TASK INSTRUCTIONS -> Could each record be restated word for word?

━━━━━━━━━━━━━━━━

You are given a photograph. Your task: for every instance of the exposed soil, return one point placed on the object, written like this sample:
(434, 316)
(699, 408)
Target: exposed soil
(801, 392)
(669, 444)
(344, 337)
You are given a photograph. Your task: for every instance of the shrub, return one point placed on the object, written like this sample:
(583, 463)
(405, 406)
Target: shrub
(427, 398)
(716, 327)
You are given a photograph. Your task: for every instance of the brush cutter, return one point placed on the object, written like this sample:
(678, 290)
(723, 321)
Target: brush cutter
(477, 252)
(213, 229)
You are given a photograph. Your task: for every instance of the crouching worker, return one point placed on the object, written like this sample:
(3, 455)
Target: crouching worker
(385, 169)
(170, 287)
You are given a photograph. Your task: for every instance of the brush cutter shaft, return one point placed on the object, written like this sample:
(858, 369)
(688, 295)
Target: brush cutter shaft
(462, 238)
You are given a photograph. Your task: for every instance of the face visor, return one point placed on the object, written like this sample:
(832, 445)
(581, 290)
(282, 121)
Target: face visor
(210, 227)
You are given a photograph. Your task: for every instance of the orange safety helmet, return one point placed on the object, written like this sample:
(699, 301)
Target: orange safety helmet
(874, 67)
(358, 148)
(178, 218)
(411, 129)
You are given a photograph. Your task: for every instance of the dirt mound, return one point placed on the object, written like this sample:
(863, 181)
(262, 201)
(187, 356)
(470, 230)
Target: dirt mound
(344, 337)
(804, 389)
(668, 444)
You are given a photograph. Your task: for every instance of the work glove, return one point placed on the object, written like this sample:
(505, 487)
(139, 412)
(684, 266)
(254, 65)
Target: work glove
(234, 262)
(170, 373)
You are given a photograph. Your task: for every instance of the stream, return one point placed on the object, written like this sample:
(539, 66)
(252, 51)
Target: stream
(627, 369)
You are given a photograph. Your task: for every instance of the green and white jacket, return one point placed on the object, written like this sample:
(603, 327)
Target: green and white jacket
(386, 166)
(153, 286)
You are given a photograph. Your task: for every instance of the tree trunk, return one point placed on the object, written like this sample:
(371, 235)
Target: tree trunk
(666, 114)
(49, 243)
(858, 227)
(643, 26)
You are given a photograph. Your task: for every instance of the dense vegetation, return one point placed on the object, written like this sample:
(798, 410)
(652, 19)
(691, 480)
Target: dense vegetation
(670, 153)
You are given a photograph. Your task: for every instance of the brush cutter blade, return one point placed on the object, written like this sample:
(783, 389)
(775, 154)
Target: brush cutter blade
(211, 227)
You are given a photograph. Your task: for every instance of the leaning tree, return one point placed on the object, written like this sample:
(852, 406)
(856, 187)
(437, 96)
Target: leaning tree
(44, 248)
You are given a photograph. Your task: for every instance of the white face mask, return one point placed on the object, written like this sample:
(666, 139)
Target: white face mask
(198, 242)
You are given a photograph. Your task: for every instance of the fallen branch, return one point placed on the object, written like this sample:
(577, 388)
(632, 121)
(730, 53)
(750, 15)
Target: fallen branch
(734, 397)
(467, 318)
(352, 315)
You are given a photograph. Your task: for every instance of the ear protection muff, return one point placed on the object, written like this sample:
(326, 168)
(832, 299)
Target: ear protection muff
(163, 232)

━━━━━━━━━━━━━━━━

RESPONSE AREA ->
You are given a photograph. Your task: for every instance of the exposed soil, return one point placed on the object, written like this sample:
(434, 316)
(699, 408)
Target: exposed soil
(801, 392)
(669, 444)
(344, 337)
You are given a photograph. Your task: for every instance of the shrub, return one point placed on the object, written like this sample:
(583, 463)
(405, 406)
Target: shrub
(427, 398)
(716, 327)
You are given a photograph. Your task: for every instance of the brush cutter, return one point placed on the object, written like this sample:
(678, 290)
(723, 321)
Target: brush cutter
(477, 252)
(213, 229)
You are given a photograph. Your task: for every instance of the crouching worker, return one point placed on the object, written like this sample:
(3, 455)
Target: crouching worker
(385, 169)
(170, 287)
You are given a photograph. Your task: for every instance of the brush cutter shaft, return one point placed on the object, written like this sample:
(858, 369)
(688, 295)
Target: brush cutter shaft
(462, 238)
You are given a photograph. Your task: for every instance of the face visor, return one point placed on the object, written like this sample:
(832, 445)
(581, 290)
(282, 121)
Target: face visor
(210, 227)
You are given a photograph. Your task: for every instance of the orange safety helmet, return one point placed on the object, written like this sample:
(699, 301)
Target: orange safety helmet
(874, 67)
(358, 148)
(178, 218)
(411, 129)
You are given a photograph. Your task: for every instance of the dirt mound, return one point placed on the object, written like this sample:
(863, 181)
(262, 201)
(187, 356)
(470, 230)
Target: dirt mound
(344, 337)
(804, 389)
(668, 444)
You are given a photograph. Your task: for every instance of the work glove, return one point placed on the object, written like this sample:
(505, 487)
(139, 412)
(684, 266)
(254, 65)
Target: work glove
(234, 262)
(170, 373)
You are given a photograph. Your task: for every instance of the stream, return one point placed on the object, written like this sample:
(539, 66)
(252, 51)
Target: stream
(627, 369)
You are given a photograph. Your task: for every instance of the green and white jacket, return one point placed on the object, written like this sample:
(603, 327)
Target: green and white jacket
(386, 166)
(153, 286)
You are given a photograph. Your task: for every instance of the tree trunk, return one point placed on the object, written like this sample:
(371, 235)
Target: tree trunk
(666, 114)
(49, 243)
(858, 227)
(643, 26)
You are given a photograph. Your task: for every instance of the dense vegetation, return one point placed on the object, written like this sample:
(798, 410)
(652, 19)
(691, 480)
Target: dense vegetation
(670, 153)
You are given a photograph. Your task: for every instance of the brush cutter blade, return one point placed on the object, written like this sample:
(783, 389)
(775, 154)
Target: brush cutter blade
(211, 227)
You are given a photograph. Your task: for every instance of the leaning tree, return one point placed on the object, written like this sample:
(852, 406)
(856, 187)
(437, 96)
Target: leaning tree
(44, 248)
You are given a photograph. Your task: for every instance of the white face mask, return one point placed on the object, written like this sample:
(666, 139)
Target: white face mask
(198, 242)
You are given a photograph. Your task: for every instance of the fallen branch, return one point placed on the object, written like this sample:
(577, 388)
(632, 121)
(730, 53)
(750, 15)
Target: fallen branch
(734, 397)
(467, 318)
(352, 315)
You are given a photograph. Your task: for every instance of the ear protection muff, return one point placed on the object, written like this sample:
(326, 168)
(832, 299)
Target: ear protection muff
(163, 232)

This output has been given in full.